**A fazer:**
1. Responda, com base no trecho sobre os efeitos do jogo nas crianças:
(a) De que forma os pais podem ajudar as crianças que se sentem excluídas?
(b) Com que tipo de armas os personagens do jogo aparecem?
(c) Qual estudo é citado sobre a exposição prolongada a esse tipo de conteúdo?
2. Traduza para o inglês a seguinte frase do trecho: "O jogo apresenta personagens com armas estilizadas, o que pode dessensibilizar crianças para o impacto da violência."

Além disso, crianças que não querem ou não podem jogar podem se sentir excluídas e desvalorizadas. Esse tipo de segregação pode ter impactos emocionais, prejudicando a autoestima e aumentando sentimentos de ansiedade e inadequação. Os pais podem ajudar incentivando a diversificação dos interesses do grupo, promovendo atividades que envolvam todos os colegas.

Armas e Normalização da Violência

O jogo apresenta personagens com armas estilizadas, o que pode dessensibilizar crianças para o impacto da violência. Estudos indicam que a exposição prolongada a esse tipo de conteúdo pode aumentar comportamentos agressivos e reduzir a empatia (Anderson et al., 2010).

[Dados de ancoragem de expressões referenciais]
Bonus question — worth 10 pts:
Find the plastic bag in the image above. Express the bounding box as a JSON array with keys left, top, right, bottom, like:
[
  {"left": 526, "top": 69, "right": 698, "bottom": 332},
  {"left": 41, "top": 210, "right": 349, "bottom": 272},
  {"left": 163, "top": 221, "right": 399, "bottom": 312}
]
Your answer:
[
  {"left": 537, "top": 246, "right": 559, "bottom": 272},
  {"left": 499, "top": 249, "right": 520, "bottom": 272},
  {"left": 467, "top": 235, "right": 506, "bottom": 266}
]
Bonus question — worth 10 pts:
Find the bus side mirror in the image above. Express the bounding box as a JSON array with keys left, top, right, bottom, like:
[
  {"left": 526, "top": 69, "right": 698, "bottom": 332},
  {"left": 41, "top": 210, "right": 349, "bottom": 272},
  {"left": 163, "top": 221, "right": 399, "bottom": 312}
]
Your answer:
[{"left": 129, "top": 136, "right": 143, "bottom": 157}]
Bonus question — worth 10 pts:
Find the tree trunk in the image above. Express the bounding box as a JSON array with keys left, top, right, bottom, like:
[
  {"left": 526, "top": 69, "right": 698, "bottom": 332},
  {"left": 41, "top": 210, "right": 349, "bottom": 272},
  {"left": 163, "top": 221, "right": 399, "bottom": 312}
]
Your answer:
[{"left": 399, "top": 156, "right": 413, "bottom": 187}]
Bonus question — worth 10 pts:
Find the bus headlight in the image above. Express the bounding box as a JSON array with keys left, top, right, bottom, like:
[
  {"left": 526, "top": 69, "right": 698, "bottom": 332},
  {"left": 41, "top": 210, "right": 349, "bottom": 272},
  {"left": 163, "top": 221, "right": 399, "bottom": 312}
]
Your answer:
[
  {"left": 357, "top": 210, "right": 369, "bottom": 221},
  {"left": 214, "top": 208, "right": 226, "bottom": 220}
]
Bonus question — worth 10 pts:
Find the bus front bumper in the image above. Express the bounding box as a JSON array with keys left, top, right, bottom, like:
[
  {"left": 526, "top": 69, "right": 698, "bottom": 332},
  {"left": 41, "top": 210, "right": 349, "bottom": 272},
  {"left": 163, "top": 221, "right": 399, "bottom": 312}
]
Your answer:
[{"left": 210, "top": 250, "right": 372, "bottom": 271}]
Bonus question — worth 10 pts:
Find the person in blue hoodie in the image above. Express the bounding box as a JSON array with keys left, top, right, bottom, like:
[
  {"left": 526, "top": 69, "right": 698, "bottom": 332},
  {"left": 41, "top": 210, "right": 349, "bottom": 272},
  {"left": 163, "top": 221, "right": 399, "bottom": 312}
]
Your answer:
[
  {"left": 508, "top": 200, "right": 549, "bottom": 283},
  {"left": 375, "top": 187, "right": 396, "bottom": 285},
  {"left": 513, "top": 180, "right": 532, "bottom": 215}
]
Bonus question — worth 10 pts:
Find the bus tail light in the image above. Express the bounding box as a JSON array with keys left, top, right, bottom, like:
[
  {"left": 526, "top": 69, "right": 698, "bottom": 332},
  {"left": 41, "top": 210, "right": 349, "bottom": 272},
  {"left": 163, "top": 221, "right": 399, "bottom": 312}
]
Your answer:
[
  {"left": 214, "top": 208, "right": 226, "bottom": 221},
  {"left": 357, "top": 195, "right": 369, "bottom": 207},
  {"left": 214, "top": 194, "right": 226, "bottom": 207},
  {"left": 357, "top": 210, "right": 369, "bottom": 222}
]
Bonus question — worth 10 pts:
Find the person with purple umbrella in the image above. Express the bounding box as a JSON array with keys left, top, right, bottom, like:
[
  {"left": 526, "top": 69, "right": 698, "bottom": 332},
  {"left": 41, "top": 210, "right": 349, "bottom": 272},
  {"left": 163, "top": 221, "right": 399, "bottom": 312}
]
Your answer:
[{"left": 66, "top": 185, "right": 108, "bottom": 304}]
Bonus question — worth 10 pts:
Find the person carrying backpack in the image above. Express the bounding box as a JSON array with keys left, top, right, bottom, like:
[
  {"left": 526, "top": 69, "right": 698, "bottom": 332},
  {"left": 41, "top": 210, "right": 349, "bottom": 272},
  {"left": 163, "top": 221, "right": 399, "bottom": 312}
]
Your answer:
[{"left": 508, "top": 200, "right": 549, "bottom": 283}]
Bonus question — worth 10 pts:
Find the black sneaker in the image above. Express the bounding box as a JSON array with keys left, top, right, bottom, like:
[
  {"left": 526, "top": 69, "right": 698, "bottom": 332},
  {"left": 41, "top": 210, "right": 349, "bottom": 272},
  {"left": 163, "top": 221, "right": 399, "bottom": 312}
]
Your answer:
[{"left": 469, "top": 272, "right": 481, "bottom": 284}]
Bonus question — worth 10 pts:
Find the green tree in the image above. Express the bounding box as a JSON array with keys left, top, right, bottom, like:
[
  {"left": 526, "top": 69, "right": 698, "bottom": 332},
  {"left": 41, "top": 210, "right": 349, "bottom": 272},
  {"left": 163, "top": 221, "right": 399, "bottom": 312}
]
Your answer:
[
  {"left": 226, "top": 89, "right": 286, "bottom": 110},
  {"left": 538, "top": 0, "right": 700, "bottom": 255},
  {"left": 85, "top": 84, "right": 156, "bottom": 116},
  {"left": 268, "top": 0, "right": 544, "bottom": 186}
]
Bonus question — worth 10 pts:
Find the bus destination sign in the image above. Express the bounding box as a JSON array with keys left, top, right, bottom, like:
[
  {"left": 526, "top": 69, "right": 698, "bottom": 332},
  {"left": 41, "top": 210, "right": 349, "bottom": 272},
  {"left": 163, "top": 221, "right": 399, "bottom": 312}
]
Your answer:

**Soluções do exercício:**
1.
(a) Incentivando a diversificação dos interesses do grupo e promovendo atividades que envolvam todos os colegas.
(b) Com armas estilizadas.
(c) Anderson et al., 2010.

2. The game features characters with stylized weapons, which can desensitize children to the impact of violence.